- **Input data**:

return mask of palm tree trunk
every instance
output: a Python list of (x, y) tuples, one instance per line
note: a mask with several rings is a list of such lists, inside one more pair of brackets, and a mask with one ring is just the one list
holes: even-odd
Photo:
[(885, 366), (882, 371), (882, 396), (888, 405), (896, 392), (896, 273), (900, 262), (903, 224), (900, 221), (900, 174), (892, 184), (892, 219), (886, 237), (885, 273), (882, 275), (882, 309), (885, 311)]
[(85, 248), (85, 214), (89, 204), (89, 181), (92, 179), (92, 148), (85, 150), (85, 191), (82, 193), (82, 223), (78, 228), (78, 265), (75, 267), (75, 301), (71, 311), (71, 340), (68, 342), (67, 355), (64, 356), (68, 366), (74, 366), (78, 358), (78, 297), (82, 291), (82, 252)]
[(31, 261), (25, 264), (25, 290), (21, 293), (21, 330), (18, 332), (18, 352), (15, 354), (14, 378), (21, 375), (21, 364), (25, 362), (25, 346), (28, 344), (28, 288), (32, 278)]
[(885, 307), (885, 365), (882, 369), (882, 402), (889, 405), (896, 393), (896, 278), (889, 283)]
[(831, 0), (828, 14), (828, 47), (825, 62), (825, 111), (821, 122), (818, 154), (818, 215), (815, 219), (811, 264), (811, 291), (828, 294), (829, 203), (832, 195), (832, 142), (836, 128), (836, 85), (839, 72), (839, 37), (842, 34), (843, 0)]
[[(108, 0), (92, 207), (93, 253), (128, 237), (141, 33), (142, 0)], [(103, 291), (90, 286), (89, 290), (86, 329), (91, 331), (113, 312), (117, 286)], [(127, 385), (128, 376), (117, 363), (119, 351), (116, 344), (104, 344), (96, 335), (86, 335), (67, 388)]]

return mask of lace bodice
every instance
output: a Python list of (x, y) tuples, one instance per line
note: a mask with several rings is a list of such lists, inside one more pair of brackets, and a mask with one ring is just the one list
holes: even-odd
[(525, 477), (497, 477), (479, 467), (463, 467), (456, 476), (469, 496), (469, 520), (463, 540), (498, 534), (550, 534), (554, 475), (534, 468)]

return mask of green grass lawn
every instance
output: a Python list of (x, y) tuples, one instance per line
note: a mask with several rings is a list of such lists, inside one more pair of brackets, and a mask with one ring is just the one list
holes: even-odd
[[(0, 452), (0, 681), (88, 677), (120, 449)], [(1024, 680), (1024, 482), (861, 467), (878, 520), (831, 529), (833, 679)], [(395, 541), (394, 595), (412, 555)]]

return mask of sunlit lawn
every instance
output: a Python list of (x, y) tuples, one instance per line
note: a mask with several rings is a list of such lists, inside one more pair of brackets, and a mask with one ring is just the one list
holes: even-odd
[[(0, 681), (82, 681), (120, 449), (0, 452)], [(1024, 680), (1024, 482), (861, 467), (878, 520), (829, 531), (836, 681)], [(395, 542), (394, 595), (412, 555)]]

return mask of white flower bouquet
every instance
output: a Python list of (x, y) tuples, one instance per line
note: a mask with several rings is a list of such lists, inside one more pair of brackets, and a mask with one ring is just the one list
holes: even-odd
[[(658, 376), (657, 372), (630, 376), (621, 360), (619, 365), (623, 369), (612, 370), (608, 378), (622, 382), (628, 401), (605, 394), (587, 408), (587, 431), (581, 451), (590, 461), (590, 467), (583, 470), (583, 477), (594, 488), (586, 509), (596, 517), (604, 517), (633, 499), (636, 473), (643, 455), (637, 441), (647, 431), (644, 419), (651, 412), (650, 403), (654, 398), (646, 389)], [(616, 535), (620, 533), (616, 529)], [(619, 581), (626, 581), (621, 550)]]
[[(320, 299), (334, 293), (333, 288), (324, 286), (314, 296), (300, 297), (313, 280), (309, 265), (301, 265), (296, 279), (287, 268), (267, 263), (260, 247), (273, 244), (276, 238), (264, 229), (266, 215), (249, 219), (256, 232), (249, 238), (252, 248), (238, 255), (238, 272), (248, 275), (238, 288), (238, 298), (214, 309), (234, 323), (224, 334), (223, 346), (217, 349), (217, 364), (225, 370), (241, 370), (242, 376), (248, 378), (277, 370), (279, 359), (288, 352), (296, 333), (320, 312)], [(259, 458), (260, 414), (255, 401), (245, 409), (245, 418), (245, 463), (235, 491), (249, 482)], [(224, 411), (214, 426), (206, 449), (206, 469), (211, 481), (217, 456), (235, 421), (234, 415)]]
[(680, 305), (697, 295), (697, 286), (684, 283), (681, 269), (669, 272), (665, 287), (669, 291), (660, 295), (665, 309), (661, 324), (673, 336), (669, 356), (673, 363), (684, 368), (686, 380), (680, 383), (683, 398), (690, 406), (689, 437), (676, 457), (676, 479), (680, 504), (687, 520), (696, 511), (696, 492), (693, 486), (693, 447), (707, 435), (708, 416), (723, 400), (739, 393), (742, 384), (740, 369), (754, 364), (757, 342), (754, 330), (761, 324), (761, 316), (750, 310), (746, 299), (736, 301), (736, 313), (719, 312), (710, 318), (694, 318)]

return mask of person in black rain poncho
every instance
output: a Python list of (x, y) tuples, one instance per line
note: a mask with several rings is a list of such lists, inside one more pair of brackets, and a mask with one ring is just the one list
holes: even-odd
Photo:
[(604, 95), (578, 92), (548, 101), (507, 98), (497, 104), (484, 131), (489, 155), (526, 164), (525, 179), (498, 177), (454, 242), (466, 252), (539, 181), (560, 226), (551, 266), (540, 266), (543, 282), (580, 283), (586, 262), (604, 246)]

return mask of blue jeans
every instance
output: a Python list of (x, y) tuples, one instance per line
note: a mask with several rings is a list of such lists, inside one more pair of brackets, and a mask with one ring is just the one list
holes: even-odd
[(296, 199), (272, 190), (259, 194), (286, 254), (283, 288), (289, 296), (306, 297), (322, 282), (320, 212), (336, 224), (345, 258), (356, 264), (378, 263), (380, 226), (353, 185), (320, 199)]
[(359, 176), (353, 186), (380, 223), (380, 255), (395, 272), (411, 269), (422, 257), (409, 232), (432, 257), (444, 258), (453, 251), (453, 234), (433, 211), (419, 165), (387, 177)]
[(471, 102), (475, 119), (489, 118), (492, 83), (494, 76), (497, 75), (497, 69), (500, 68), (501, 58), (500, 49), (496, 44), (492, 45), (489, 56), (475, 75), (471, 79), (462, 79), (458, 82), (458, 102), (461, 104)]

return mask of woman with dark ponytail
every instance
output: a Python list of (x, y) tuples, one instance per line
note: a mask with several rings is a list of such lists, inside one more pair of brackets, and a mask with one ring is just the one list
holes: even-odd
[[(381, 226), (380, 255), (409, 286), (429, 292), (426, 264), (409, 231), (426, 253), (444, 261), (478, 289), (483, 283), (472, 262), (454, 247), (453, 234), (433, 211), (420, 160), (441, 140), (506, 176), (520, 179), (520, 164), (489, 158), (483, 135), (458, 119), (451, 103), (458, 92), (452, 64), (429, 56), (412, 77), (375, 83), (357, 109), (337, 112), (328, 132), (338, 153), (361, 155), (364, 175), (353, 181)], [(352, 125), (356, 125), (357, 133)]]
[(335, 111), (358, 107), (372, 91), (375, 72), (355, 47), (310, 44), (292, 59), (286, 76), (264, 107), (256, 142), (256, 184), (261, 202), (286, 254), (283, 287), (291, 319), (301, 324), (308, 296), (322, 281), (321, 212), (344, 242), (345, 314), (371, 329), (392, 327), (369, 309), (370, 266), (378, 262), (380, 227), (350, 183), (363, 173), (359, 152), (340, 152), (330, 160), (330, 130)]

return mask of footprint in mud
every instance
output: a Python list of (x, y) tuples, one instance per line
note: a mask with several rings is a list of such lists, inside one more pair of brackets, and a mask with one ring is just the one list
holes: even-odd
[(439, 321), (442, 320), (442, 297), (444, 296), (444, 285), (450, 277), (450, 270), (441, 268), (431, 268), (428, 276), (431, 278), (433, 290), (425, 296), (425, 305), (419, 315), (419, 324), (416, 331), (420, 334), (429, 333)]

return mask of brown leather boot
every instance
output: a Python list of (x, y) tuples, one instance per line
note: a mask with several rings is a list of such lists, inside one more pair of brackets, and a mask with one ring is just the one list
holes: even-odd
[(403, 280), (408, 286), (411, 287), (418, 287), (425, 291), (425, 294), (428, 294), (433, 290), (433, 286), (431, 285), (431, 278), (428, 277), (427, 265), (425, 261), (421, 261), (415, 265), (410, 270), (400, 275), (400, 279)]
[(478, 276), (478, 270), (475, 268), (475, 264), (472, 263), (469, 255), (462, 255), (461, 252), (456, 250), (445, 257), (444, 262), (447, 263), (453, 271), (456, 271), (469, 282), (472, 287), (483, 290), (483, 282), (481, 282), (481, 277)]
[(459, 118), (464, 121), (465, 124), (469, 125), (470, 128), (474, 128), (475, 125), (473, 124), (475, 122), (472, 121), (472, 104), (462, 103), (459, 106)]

- **Problem statement**: From the listing above, report the number of lines containing the string "lawn", without any accompanying remarks.

- **Output below**: 2